Shakespeare And History
May 30, 2012 by Special To Personal Liberty
A few months ago, a public library rejected my free talk about William Shakespeare. The talk was based on my newly published book, Shakespeare Suppressed: The Uncensored Truth About Shakespeare and His Works (2011). It is a history book, filled with contemporary facts about Shakespeare with more than 600 footnotes.
Was my talk rejected because people are no longer interested in a man who wrote plays more than 400 years ago? No, that can’t be the case because people continue to attend Shakespeare festivals all over the United States. And new Shakespeare biographies are published every year and people are buying them. And Stratford-upon-Avon, the supposed birthplace of Shakespeare, is still the second or third most popular town visited by tourists in England. No, Shakespeare is as popular as he ever was.
So why would this public library reject my free historical talk, complete with slides? A library representative told me over the phone that my talk would offend a staff member at the nearby Shakespeare theater. I wasn’t allowed to know this person’s name. I was also denied the simple courtesy of getting this in writing, after making several requests.
How odd that a theater company’s staff member could block a public library event! Why should his or her opinion about a Shakespeare history book matter?

> **WRITTEN PROBLEM 1**:
Reproduce the part of the Shakespeare article that begins with the words containing "Shakespeare And History" and ends with "than 600 footnotes.", word for word.
> **WRITTEN PROBLEM 2**:
According to the Shakespeare article, how many footnotes does the author's book contain?
The data that comes next has no connection to the Shakespeare article.

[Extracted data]

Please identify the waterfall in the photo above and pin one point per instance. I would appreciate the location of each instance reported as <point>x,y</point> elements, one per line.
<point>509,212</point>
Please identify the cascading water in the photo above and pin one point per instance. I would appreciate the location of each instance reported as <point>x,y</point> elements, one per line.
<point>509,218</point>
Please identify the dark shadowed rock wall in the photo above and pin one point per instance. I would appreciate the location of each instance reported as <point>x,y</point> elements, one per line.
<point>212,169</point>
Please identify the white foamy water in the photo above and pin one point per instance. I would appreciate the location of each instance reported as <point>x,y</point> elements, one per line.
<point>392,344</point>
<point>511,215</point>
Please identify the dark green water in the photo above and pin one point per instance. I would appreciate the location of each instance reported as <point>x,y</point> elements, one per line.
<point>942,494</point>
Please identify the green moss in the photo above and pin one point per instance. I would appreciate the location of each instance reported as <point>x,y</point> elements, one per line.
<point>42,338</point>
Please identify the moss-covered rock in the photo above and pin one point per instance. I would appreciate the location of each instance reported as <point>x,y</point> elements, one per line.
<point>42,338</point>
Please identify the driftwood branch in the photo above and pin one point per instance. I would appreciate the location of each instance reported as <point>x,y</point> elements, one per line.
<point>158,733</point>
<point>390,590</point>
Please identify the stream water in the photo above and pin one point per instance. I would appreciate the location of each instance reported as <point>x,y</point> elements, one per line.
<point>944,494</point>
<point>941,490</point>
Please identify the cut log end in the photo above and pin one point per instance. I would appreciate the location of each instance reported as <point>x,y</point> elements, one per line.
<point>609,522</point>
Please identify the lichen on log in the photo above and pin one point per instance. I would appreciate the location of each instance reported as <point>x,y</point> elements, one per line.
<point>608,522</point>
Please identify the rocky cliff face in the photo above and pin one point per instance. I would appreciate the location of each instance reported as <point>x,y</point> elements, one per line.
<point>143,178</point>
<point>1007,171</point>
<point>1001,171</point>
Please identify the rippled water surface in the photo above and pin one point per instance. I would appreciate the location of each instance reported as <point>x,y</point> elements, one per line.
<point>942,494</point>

> **EXPECTED OUTPUT 1**:
Shakespeare And History
May 30, 2012 by Special To Personal Liberty
A few months ago, a public library rejected my free talk about William Shakespeare. The talk was based on my newly published book, Shakespeare Suppressed: The Uncensored Truth About Shakespeare and His Works (2011). It is a history book, filled with contemporary facts about Shakespeare with more than 600 footnotes.

> **EXPECTED OUTPUT 2**:
More than 600 footnotes.